— start of STORED DATA —

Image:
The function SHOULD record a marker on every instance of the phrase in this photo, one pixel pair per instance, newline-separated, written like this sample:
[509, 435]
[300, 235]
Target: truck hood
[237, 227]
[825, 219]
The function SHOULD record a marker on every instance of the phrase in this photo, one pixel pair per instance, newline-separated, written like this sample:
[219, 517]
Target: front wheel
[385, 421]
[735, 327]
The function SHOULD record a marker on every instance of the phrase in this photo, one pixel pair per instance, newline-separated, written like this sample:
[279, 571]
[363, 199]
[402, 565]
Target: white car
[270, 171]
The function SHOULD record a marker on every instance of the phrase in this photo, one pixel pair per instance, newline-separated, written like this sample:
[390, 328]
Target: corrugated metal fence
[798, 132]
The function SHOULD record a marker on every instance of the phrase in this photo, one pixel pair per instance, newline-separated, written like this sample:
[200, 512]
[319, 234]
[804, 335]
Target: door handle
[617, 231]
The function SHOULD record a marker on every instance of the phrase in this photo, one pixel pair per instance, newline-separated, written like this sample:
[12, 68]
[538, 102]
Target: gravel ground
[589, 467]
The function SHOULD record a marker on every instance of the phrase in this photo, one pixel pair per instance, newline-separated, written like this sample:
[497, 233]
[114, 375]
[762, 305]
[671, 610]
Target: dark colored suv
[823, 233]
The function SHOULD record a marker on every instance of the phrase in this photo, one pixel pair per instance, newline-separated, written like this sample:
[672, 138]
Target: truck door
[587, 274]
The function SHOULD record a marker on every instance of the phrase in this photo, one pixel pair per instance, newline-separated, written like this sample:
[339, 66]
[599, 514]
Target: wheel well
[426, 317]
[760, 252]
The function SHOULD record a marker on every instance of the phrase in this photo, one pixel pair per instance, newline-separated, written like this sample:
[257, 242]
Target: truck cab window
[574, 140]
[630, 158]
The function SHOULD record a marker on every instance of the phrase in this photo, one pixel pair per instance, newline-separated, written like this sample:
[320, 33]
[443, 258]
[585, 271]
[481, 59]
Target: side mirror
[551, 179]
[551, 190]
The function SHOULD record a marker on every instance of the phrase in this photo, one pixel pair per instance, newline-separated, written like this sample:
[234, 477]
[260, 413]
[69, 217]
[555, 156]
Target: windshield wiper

— end of STORED DATA —

WHAT IS BEING ASKED: Copy the data above in full, character for character.

EXPECTED ANSWER:
Image:
The function SHOULD record a marker on every instance of the phrase in this photo, one pixel pair per instance, newline-separated, written like this sample:
[509, 435]
[300, 235]
Target: truck hood
[237, 227]
[825, 219]
The function SHOULD record a marker on every instance of the phrase in this photo, one pixel pair per instance, newline-separated, written like this sample:
[219, 517]
Target: front wheel
[385, 421]
[735, 327]
The function SHOULD record a marker on every instance of the phrase in this photo, one pixel pair per instance, newline-separated, written like this sample:
[279, 571]
[363, 199]
[402, 565]
Target: white car
[270, 171]
The function SHOULD record a marker on every instance of the phrase in this photo, one pixel pair per instance, newline-separated, written like this sample:
[390, 328]
Target: corrugated metal fence
[798, 132]
The function SHOULD record a marker on every instance of the phrase in this photo, one pixel pair per instance, newline-separated, written like this sample:
[200, 512]
[319, 234]
[804, 335]
Target: door handle
[617, 231]
The function SHOULD record a marker on every instance of the phrase in this photo, one pixel pair per instance, newline-separated, written like this sample:
[12, 68]
[538, 102]
Target: gravel ground
[589, 467]
The function SHOULD record a marker on every instance of the phrase in this photo, one pixel pair per instance, newline-separated, written like this sample:
[497, 233]
[114, 375]
[762, 305]
[671, 610]
Target: dark colored suv
[823, 233]
The function SHOULD record a marker on every instance of the phrase in this photo, one pixel pair per instance, newline-separated, written like this sample:
[672, 138]
Target: truck door
[587, 274]
The function SHOULD record a marker on every instance of the phrase in this photo, one pixel pair per instance, newline-separated, written like this sample:
[339, 66]
[599, 514]
Target: wheel well
[426, 317]
[760, 252]
The function SHOULD record a marker on every instance of the phrase in this photo, one pixel pair per instance, newline-separated, written like this sample:
[257, 242]
Target: truck cab window
[574, 140]
[630, 158]
The function SHOULD record a marker on every instance of the phrase in this photo, one pixel pair per instance, newline-separated, written like this sample:
[320, 33]
[443, 258]
[585, 271]
[481, 59]
Target: side mirror
[551, 179]
[551, 190]
The function SHOULD record a marker on every instance of the phrase in this photo, one pixel pair per instance, newline-separated, written like this sample:
[234, 477]
[260, 413]
[69, 217]
[555, 156]
Target: windshield wiper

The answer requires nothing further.